The renin-angiotensin (RA)system, essential to the regulation of blood pressure and aqueous electrolytes in vivo, plays a key role in various hypertensive diseases, congestive heart failure and edematous diseases.
Renin, produced mainly in the renal juxtaglomerular apparatus, acts on angiotensinogen, present in the blood, kidney and other organs, to produce angiotensin (Ang) I. Ang I possesses almost no bioactivity and, upon action of angiotensin-converting enzyme (ACE), is converted to a bioactive form known as Ang II. Ang II is thought to make a most significant contribution to the bioactivity of the RA system, though Ang III is also produced by the same system. The amino acid number of Ang III is lower by 1 than that of Ang II, and its bioactivity is similar to that of Ang II.
The most important action of Ang II is its cardiovascular action, its peripheral vasoconstrictive action being very potent and playing a major role in the maintenance of blood pressure. In addition to this action, Ang II has proven to be active on the adrenal zona glomerulosa to induce aldosterone production and on the adrenal medulla and sympathetic nerve ends to promote catecholamine secretion, vasopressin secretion and prostaglandin E2 and I2 production, and is involved in the glomerular filtering function and the renal uriniferous tubular sodium reabsorption mechanism. Since renin and Ang II are also produced in the brain, heart, vascular wall, adrenal and other non-kidney organs, the local action thereof as produced in these ectopic RA systems is drawing attention, as are the above physiological actions.
Since the RA system owes its bioactivity mainly to Ang II, as stated above, it has been believed that the above-mentioned diseases can be prevented or mitigated by suppressing Ang II production and hence the RA system. To inhibit the renin production, which is the starting material of the RA system, .beta.-blockers have long been used. However, since .beta.-blockers possess a broad range of action points, focus has recently been on the development of renin inhibitors, which are unsatisfactory in absorption via the digestive tract; no drug permitting practical application has been developed. Currently widely used RA system inhibitors are ACE inhibitors, exemplified by captopril, enalapril, delapril and alacepril. Although these drugs are already in practical application for their excellent effect, they have side effects, such as dry cough and diuresis, as a result of increase in bradykinin and prostaglandin levels, because they also suppress kininase II. Therefore the development of an Ang II receptor antagonist has been desired as a drug which suppresses only Ang II bioactivity.

(Region pointing data)
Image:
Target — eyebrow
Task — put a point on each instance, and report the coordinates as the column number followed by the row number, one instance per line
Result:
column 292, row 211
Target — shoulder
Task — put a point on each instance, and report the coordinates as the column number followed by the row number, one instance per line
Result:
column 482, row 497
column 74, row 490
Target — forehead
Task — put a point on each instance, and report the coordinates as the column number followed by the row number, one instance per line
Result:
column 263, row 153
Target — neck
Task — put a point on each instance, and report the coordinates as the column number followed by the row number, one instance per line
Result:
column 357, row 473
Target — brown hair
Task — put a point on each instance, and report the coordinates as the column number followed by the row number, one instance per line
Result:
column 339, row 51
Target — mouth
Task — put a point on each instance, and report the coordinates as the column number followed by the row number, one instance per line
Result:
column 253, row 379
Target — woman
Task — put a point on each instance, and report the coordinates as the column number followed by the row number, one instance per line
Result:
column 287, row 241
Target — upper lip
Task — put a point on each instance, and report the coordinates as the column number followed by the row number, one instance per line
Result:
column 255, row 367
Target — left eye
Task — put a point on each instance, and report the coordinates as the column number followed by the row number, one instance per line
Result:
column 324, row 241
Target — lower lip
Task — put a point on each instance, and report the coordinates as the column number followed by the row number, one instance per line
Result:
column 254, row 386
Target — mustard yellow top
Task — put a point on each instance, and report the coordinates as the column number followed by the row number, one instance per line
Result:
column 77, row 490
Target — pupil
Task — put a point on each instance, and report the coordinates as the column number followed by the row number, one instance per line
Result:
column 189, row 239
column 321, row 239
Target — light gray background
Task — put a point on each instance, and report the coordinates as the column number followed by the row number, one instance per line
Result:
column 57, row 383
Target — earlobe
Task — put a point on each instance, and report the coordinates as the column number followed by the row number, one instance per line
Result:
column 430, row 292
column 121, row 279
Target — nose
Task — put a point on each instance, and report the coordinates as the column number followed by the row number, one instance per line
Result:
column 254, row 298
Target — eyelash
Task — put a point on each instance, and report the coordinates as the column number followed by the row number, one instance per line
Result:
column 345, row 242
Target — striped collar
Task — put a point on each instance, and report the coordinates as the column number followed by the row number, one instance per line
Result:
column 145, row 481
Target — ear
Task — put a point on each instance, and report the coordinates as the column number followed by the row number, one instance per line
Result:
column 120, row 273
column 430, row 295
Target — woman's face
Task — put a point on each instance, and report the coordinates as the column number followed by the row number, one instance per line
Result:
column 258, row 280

## Your assignment
Rewrite the passage on the renin-angiotensin system from "Renin, produced mainly" up to and including "that of Ang II.", substituting "biological activity" for every "bioactivity".

## Result of the task
Renin, produced mainly in the renal juxtaglomerular apparatus, acts on angiotensinogen, present in the blood, kidney and other organs, to produce angiotensin (Ang) I. Ang I possesses almost no biological activity and, upon action of angiotensin-converting enzyme (ACE), is converted to a bioactive form known as Ang II. Ang II is thought to make a most significant contribution to the biological activity of the RA system, though Ang III is also produced by the same system. The amino acid number of Ang III is lower by 1 than that of Ang II, and its biological activity is similar to that of Ang II.